▸ Document extract
- - - - - - -

A reader recently shared her conflicted feelings about dating an older man:
I’ve been dating a guy that is 20 years older than me. I’m 28. I never saw myself being with someone so much older but since I’ve met him, I’ve never been happier. Older men are not always looking for a younger women because of her looks. They aren’t always controlling or want to treat you like a kid. At least this one doesn’t. He genuinely respects me, treats me like his partner, and listens to me. We really enjoy each other’s company and gradually, I find myself wanting to be with him long term. Although he looks great for his age, I have so much fear about his health 20 years from now. I watched my mom, grandmother, and aunt lose their husbands and so I have this phobia of losing my husband too. I really don’t know how to get past this.
I have mixed emotions about this subject too, mostly because we share similar stories. My Dad was 51 when I was born, and he died when I was 22. I’m ashamed to admit I was angry that he was an older father, especially when he got sick. While my college friends were off to clubs and bars on weekends, I was visiting my Dad in the hospital and watching him slip away. In my young mind, he was abandoning me, my brother, and most importantly my mother. I told myself I would never marry an older man. There was too much risk involved.
My father didn’t really get to see me as an adult, and I often wonder what kind of advice he’d give me now. Especially because I married a man who is older by almost fifteen years. I never pictured this for myself. In fact, I made it a point to only date men my age or maybe a couple of years older. But then, I met my husband and suddenly the limitations I’d placed on previous dates seemed pointless with him. I knew he was right for me, so I went for it.
But this doesn’t mean my fears went away. My husband is in good health, but I have to wonder…I lost my Dad early, and it’s quite likely I’ll outlive my husband, maybe by a lot. Am I willing to risk it? I guess the answer is obvious because I married him. I’d rather have a life with him that might not be as I’d planned than have a life without him and wonder what could have been.
We all have fears about relationships. Anything can happen. While I like to think that my relationship will continue along its blissful path, I know that the reality is, life is sometimes, ok…often, hard. We are at risk of being alone again at any given moment. However, if we live our lives and base our decisions in fear, this doesn’t protect us. Quite the opposite. It causes us more grief and isolation. Less happiness.

- - - - - - -

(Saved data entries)
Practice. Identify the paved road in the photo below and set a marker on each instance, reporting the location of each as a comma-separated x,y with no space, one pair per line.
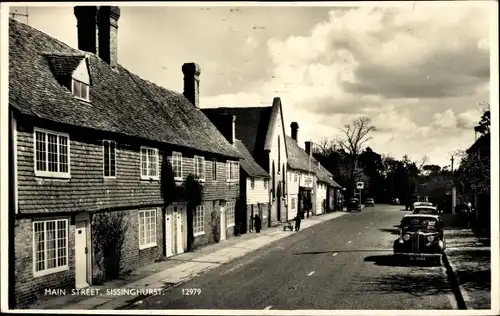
344,263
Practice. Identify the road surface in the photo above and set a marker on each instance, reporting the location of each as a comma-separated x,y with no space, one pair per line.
344,263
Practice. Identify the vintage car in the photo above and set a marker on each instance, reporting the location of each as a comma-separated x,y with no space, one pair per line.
420,238
353,205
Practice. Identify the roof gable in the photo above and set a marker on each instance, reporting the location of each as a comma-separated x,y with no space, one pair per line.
249,165
251,124
121,102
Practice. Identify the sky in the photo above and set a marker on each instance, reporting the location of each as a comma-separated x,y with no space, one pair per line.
418,71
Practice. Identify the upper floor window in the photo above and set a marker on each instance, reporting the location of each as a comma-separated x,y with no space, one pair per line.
199,167
233,170
80,90
50,246
279,154
214,170
177,165
51,154
109,147
149,163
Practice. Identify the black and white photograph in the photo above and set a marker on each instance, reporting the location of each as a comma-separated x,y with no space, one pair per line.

- - - - - - -

▸ Tasks for this exercise
1. In the piece on dating an older man, how old was the writer's father when she was born?
2. Continue the piece on dating an older man, picking up after its last sentence.

▸ Responses by item number
1. He was 51.

2.
I don’t know this reader’s boyfriend or their relationship, but I do know that love and life are about taking risks. If you feel good being with someone, and it feels right, you owe it to yourself to take that emotional leap. Not to sound like a cheesy self-help guide, but isn’t being happy in the present more important than concentrating on a future of what-ifs? We have no control over what might happen, but we have 100% control over how we feel right here, right now.
So, I say go with your gut. if it’s telling you this guy is the real thing, take a chance. Besides, 48 isn’t old. Now, 80…
About Kelly Seal
Kelly is a freelance writer based in Los Angeles, CA. She blogs about dating, relationships, personal growth and what "healthy living" means to her. You can follow her on Google+, Twitter @kellyseal or through her website www.kellyseal.com.
Cin says
My partner is 31 years older than me, that’s a life time, and still I am deeply in love of him for who he is right now. We have gone through very very rocky moments but we believe in the relationship and we have been together for a while already. Of course age matters, the life plan is totally different, but I have chose to embrace our love rather than have a check list of how my life is suppose to be 😉
Kelly says
Amen cintia! There are risks with any relationship but we can’t live our lives only thinking of those risks.
Dawna says
I have been with a older man for 7 years. I am almost 50 and he is 68. There are a lot of pros and cons. The pros are mentioned in many comments I have read….the cons….alone alot. In fact he is sleeping as I type and it is 2:40 on A Sunday and I would love to do just a little something:( To further, I am saddened (haunted) by the fact he could go sooner than me….but who knows!?!
Kelly says
Hi Dawna,
Yes, I know how that feels. I try to remind myself that anyone can go at any time, so it’s pointless to waste time worrying about what will happen, etc. It’s better to enjoy what you have right now. We can’t predict the future, no matter who we’re with. It’s scary, but I’d rather be happy now than full of regret and wondering what if.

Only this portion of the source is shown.